Given problem ▸ From the line that includes "[locate] storefront window" to the last line of the records, inclusive, repeat each line exactly.

================

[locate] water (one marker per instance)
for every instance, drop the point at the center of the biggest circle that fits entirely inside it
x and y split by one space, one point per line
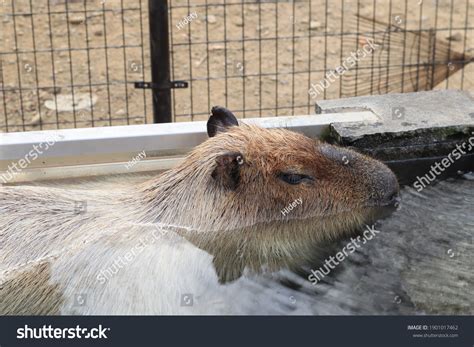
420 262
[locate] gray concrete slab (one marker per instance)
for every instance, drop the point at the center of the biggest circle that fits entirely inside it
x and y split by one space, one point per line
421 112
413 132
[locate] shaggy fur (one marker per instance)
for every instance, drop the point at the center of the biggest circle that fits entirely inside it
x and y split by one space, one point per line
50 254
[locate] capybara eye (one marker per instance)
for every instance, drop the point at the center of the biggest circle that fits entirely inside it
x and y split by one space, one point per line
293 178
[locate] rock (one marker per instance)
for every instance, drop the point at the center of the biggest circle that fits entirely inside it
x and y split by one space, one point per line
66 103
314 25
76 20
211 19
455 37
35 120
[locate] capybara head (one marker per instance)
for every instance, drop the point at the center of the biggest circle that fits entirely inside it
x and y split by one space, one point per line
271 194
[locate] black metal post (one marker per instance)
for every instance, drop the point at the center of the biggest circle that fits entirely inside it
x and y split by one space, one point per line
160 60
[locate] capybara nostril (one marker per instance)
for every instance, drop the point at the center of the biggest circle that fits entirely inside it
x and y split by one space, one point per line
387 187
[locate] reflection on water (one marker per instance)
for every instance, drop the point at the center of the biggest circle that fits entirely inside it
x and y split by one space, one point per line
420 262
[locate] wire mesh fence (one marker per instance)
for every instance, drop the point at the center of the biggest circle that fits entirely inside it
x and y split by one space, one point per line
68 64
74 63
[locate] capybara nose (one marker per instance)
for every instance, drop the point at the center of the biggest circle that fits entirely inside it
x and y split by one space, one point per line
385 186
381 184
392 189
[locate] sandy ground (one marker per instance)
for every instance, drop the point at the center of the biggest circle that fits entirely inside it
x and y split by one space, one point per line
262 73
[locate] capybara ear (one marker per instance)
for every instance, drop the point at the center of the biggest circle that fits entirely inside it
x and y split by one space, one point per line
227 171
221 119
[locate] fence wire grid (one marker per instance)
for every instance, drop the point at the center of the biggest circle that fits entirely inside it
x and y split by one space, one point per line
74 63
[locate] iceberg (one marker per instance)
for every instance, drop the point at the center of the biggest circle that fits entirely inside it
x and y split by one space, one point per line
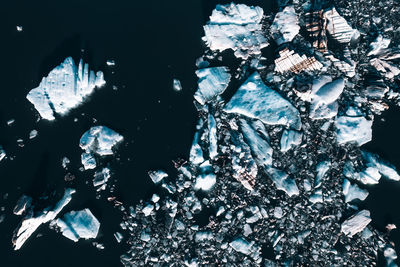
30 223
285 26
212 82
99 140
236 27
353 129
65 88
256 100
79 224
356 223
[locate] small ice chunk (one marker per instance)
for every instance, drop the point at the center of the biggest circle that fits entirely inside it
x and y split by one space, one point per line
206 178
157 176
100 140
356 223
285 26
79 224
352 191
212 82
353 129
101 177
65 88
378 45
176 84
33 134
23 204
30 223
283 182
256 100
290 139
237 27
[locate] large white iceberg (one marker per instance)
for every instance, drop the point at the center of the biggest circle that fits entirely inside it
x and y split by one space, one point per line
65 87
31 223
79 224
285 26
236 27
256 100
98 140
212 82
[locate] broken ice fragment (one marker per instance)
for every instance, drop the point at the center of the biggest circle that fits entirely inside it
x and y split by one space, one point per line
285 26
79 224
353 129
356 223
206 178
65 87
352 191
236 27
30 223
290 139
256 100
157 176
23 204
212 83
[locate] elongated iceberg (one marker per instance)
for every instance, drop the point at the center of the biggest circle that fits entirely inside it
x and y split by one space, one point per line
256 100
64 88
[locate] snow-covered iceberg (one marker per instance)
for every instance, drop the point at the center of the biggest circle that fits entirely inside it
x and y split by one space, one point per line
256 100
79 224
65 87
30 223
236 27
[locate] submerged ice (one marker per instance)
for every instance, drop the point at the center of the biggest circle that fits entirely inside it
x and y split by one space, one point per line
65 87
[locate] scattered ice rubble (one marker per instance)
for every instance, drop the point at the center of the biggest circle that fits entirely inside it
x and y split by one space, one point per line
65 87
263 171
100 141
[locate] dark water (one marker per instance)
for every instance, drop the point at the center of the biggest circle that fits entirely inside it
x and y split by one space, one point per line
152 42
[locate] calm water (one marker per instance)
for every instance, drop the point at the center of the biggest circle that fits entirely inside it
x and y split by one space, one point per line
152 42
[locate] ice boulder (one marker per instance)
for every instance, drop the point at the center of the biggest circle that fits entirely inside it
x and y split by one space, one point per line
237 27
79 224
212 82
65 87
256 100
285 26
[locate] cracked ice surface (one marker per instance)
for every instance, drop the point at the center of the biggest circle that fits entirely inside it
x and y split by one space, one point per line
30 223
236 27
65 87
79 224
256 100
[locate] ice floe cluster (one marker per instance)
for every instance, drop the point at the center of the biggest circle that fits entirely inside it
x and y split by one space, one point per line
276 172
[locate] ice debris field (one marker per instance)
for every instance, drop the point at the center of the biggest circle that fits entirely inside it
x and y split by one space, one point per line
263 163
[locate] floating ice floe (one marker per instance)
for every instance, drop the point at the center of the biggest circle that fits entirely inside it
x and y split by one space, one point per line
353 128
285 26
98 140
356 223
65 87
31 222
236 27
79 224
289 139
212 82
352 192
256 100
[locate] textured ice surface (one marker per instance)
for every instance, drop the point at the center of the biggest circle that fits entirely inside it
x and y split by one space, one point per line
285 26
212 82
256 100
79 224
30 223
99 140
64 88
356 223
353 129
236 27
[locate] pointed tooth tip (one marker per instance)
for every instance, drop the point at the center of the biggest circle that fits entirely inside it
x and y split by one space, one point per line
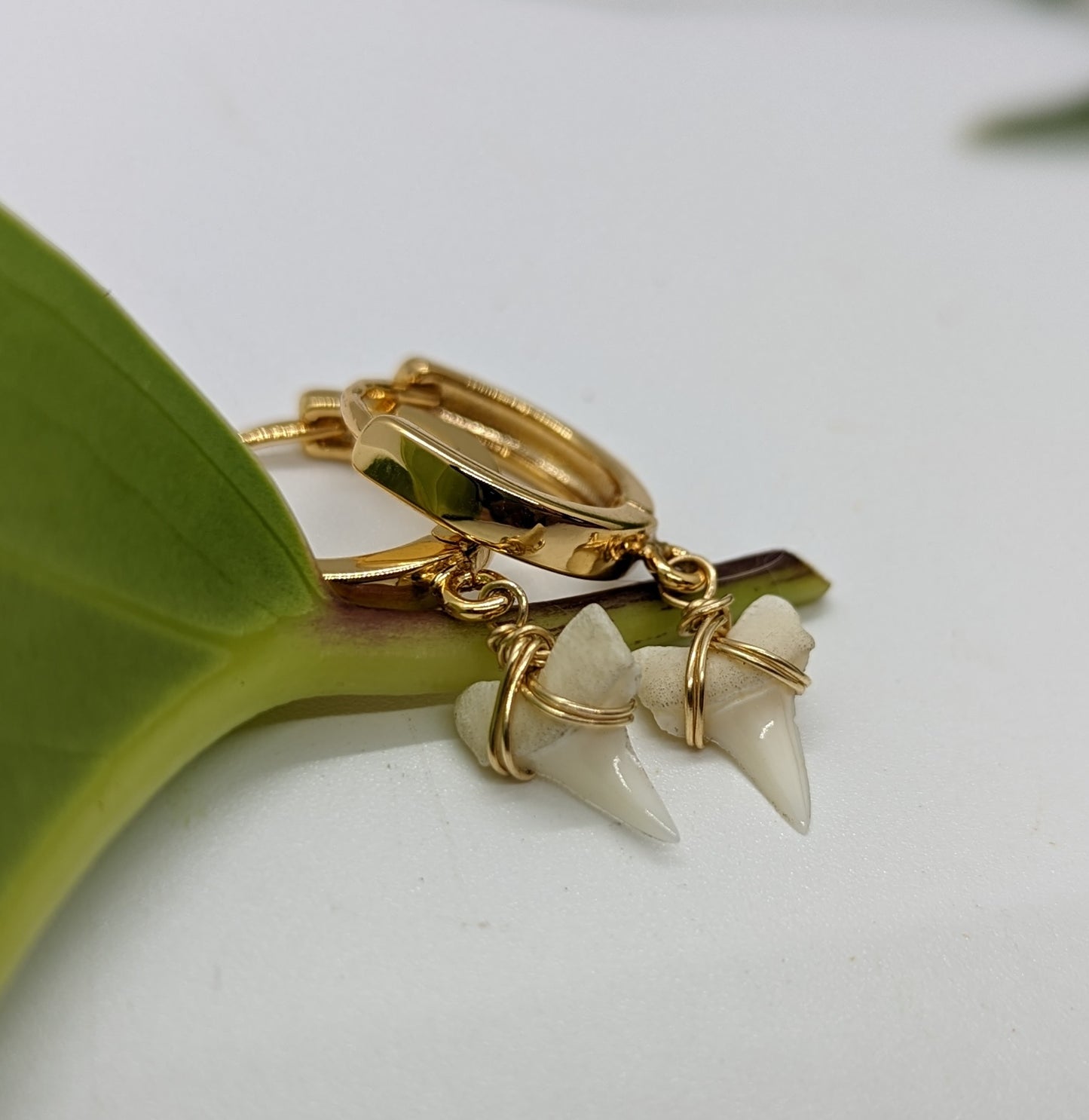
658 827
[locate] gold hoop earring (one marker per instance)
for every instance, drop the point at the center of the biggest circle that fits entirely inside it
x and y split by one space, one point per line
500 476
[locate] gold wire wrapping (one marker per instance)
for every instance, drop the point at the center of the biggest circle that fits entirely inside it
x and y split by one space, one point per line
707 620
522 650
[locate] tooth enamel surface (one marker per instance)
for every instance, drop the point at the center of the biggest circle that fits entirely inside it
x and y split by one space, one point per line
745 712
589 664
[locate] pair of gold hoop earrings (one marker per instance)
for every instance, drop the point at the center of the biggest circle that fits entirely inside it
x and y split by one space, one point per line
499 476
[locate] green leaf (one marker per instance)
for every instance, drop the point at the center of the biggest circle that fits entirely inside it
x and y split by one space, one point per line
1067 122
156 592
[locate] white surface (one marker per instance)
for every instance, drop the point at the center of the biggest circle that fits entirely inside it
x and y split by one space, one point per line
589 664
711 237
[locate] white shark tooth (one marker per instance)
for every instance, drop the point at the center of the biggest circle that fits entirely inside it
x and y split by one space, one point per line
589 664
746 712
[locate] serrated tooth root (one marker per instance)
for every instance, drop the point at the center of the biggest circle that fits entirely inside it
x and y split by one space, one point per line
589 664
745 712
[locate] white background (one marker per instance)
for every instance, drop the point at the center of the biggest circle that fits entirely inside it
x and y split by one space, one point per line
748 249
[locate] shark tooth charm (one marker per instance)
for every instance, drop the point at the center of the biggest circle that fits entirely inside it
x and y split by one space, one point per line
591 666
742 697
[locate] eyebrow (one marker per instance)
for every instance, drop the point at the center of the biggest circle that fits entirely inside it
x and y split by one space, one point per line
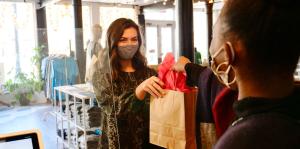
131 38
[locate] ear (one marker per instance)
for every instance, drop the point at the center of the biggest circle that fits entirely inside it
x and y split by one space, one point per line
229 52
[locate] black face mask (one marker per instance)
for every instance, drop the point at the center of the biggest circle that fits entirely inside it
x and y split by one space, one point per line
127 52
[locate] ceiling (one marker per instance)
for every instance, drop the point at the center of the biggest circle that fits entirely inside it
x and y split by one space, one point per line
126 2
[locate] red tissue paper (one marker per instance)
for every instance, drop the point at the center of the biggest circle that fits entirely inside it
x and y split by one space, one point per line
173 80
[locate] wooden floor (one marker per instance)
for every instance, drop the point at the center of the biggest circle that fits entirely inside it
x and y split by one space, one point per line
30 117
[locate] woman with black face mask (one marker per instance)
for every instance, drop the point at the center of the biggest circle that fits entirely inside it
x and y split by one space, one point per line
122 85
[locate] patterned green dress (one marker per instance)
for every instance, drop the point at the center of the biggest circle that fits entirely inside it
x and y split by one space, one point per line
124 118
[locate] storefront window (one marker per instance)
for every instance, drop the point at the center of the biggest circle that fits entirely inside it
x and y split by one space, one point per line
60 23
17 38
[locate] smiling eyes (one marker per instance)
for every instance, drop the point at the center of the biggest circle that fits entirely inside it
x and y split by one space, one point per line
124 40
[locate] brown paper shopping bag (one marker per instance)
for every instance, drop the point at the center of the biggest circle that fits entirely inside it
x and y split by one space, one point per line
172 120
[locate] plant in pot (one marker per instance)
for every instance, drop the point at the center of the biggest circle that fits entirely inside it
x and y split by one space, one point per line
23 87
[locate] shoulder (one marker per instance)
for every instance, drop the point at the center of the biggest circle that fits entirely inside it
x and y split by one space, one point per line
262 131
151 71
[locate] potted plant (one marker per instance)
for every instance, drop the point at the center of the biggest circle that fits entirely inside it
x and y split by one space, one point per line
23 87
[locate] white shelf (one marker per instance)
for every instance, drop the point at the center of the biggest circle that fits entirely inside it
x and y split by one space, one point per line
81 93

================

Complete answer ▸
[locate] storefront window (one marker per instance)
for every instance, drop the point at the center of the biggest circle that fits entirely inside it
x and y split by one space, one point per line
60 23
17 38
[locate] smiling eyes (one marker per instance)
for every instance, drop the point at the center of the biggest circle that fits entirely inside it
x and y split by one space, one point per line
124 40
[locate] brown paper shopping bag (one marker per instance)
for every instance, drop the point at the center of the biggest circle that fits entirely inside it
x and y split by one space, one point per line
172 120
[locate] plant in pot (one marker per instance)
for every instance, drop the point at the center of the biggest circle that fits entirely inside it
x and y split by one space, one point per line
23 87
[locate] shoulder (one marker per instance)
for every instance, drop the point at the center of the biggest circle that fits entirely inside it
x and y split by one space, one point per line
262 131
151 71
[locate] potted plant (one marker per instance)
for every instance, drop the point at the center of the biggest circle that fits entirely inside it
x and y split by one space, one point per line
23 87
[locate] white shelf (one marker per instance)
for every instance, drop the point at the center of the biggest circle that fits entirely inside it
x and y split by one space, one point per line
81 93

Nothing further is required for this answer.